→ EXERCISE DETAILS
Rewrite the rows as a numbered list, starting with the first line and going on through the line containing "box: [400, 365, 417, 387]", and leave out any blank lines.

>>>>

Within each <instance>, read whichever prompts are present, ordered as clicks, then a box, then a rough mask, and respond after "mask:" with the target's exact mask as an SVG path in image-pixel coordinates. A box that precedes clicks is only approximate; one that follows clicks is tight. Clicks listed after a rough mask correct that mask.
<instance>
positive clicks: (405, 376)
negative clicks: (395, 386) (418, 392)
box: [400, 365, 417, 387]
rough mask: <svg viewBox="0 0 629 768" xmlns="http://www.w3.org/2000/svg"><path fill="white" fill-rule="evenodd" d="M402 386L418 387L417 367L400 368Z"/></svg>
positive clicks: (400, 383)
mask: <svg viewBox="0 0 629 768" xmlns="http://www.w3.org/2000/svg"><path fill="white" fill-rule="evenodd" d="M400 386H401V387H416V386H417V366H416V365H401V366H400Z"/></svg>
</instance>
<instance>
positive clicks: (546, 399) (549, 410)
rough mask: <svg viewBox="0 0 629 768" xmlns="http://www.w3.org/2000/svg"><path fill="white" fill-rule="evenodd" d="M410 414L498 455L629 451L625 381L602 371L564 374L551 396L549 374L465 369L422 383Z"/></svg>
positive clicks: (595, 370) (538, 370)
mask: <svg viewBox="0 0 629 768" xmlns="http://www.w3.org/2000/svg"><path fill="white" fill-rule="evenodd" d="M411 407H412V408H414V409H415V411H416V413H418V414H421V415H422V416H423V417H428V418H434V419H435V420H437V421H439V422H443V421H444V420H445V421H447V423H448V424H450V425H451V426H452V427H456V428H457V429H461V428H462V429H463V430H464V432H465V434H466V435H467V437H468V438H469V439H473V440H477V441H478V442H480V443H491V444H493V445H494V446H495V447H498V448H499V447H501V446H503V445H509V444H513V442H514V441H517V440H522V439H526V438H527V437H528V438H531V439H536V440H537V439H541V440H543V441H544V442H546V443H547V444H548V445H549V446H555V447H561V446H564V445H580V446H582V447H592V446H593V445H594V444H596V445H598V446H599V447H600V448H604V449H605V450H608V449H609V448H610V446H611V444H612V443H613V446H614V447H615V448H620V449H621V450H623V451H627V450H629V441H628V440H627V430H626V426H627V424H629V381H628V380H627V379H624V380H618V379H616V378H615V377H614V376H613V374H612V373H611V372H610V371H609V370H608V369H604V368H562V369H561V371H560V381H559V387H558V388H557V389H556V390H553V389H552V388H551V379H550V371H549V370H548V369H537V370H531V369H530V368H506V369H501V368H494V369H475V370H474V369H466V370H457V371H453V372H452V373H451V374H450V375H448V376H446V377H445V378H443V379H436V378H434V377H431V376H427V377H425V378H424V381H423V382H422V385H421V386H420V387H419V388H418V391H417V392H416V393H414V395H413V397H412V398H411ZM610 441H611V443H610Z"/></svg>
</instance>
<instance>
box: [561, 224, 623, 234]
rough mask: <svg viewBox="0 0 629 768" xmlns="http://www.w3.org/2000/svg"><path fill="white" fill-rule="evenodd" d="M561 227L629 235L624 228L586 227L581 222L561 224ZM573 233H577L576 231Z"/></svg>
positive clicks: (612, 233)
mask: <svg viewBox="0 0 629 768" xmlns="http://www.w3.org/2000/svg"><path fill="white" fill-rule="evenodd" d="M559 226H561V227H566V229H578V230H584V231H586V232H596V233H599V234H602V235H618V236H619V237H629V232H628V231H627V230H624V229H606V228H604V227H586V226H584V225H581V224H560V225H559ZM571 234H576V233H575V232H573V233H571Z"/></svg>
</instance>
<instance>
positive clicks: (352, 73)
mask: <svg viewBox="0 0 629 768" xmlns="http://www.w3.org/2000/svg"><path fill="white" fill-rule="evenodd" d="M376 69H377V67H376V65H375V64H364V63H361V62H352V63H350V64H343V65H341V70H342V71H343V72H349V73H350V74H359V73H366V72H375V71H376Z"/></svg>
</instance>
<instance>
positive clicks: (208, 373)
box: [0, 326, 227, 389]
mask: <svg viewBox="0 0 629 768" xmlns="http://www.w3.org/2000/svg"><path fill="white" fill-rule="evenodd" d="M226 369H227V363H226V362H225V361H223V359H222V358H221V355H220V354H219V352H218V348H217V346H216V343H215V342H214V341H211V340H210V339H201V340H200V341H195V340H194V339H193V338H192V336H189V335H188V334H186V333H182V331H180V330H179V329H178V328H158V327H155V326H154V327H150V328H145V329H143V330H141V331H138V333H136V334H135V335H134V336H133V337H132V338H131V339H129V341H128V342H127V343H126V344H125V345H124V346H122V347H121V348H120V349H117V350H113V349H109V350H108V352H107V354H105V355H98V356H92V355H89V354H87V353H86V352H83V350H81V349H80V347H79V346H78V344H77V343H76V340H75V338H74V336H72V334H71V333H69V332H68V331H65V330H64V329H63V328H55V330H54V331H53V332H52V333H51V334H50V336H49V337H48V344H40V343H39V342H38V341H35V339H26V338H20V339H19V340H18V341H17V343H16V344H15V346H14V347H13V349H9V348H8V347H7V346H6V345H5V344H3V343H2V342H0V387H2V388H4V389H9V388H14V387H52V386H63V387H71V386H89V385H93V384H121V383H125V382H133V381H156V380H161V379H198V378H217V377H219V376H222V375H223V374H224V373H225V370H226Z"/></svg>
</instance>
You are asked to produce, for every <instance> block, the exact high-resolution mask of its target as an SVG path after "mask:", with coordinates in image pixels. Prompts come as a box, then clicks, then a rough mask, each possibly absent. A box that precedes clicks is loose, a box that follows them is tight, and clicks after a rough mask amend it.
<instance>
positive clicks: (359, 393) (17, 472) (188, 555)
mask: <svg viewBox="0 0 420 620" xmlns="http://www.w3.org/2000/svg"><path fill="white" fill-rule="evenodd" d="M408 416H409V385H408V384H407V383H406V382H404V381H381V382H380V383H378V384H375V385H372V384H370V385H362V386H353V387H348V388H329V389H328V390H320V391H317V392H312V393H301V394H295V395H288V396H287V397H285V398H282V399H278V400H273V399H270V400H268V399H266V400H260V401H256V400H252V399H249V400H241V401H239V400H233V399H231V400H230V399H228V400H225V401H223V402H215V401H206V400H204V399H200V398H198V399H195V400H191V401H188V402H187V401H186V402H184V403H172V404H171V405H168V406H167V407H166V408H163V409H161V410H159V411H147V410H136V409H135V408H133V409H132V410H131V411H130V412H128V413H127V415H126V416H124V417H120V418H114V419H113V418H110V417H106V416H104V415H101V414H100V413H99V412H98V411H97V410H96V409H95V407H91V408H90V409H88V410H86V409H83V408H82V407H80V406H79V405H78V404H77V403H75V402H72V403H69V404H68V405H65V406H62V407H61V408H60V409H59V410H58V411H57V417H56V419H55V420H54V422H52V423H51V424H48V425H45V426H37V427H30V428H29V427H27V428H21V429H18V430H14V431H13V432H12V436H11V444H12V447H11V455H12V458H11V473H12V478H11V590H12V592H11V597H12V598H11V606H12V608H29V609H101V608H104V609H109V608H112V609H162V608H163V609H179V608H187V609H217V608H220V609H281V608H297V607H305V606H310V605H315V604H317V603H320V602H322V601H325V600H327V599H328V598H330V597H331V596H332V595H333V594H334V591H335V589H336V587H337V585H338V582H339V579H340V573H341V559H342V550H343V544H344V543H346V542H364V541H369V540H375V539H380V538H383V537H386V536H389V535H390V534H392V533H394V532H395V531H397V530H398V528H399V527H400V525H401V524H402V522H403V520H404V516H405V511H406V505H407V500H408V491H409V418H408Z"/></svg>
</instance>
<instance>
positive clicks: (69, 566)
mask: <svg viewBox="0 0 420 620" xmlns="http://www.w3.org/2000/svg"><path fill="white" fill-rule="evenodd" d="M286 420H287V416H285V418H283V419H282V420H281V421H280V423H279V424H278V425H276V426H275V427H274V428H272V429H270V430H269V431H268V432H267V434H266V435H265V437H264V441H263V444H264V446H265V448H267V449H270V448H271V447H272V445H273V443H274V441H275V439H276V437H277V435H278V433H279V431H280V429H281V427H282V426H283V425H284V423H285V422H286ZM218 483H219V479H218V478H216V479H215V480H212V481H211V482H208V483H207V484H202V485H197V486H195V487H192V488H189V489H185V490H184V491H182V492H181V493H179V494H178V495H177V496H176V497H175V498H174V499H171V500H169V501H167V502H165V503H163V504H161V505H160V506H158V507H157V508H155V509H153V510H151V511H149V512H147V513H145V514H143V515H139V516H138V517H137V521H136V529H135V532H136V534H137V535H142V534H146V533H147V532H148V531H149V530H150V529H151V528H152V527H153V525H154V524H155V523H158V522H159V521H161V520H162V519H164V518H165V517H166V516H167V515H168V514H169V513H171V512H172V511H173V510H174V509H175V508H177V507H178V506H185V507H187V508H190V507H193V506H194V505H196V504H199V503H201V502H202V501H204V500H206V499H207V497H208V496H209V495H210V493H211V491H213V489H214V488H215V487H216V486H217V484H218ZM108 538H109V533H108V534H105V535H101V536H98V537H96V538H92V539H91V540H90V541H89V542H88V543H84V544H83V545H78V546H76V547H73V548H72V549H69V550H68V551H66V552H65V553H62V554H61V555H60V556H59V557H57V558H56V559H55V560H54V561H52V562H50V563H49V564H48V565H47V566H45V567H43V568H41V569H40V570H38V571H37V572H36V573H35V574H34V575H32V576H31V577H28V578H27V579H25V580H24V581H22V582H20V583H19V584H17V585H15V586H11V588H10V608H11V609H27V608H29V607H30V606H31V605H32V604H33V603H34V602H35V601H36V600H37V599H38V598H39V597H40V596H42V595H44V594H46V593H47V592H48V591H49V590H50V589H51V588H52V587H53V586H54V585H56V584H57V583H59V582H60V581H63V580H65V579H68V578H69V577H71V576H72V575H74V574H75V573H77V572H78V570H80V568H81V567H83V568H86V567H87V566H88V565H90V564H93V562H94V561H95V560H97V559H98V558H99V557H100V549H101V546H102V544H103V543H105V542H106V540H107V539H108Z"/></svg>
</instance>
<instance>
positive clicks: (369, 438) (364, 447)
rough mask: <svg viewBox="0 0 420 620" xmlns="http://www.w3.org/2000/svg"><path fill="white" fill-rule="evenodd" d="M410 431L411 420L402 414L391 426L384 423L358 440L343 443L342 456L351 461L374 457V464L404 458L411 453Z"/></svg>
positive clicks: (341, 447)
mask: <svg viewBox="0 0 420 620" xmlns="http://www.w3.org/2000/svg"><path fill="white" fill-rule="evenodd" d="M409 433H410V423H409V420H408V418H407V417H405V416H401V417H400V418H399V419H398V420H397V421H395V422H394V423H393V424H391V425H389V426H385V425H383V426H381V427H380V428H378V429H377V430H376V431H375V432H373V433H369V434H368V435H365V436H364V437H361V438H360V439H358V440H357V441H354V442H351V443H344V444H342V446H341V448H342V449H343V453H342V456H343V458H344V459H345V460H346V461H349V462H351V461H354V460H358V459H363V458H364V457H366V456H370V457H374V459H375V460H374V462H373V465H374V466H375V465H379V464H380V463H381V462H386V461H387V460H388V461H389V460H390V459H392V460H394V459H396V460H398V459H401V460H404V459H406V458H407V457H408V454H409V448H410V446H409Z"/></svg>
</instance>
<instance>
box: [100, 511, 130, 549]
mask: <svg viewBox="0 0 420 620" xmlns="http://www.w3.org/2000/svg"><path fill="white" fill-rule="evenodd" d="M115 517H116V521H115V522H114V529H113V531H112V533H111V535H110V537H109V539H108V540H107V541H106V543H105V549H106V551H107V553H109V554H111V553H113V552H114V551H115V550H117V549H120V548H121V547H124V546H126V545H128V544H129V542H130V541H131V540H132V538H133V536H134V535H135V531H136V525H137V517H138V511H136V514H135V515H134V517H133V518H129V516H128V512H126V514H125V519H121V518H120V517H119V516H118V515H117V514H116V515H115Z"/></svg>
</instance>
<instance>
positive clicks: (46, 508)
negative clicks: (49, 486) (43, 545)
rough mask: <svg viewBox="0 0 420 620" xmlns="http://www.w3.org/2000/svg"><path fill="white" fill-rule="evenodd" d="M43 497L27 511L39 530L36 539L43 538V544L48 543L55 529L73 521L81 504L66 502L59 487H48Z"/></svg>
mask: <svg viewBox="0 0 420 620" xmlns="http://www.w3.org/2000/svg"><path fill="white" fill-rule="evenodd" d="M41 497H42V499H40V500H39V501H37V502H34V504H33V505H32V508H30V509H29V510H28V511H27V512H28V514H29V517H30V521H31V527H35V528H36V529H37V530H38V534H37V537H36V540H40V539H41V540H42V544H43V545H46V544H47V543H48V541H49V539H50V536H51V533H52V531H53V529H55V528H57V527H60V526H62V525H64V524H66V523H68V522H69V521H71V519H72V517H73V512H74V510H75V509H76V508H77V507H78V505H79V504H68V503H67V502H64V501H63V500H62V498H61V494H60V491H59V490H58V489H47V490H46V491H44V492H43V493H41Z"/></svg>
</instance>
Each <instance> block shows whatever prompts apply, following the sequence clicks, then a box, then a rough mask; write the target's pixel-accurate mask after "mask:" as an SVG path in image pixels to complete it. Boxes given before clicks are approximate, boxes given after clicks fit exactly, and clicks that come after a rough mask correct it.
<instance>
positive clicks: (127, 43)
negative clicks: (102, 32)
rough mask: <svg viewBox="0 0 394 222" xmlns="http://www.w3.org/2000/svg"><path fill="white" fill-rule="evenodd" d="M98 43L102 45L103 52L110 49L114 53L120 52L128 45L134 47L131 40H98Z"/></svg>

<<<<

→ TASK OUTPUT
1. Within each <instance>, read whichever prompts are present, ordered as clicks, then a box, then a rough mask, and respond after "mask:" with the target's exact mask as an SVG path in image-pixel coordinates. A box that precedes clicks is only approximate; one that follows clicks is tight. Clicks listed after a rough mask correct that mask.
2. <instance>
3. positive clicks: (405, 376)
4. negative clicks: (395, 386) (418, 392)
5. box: [400, 365, 417, 387]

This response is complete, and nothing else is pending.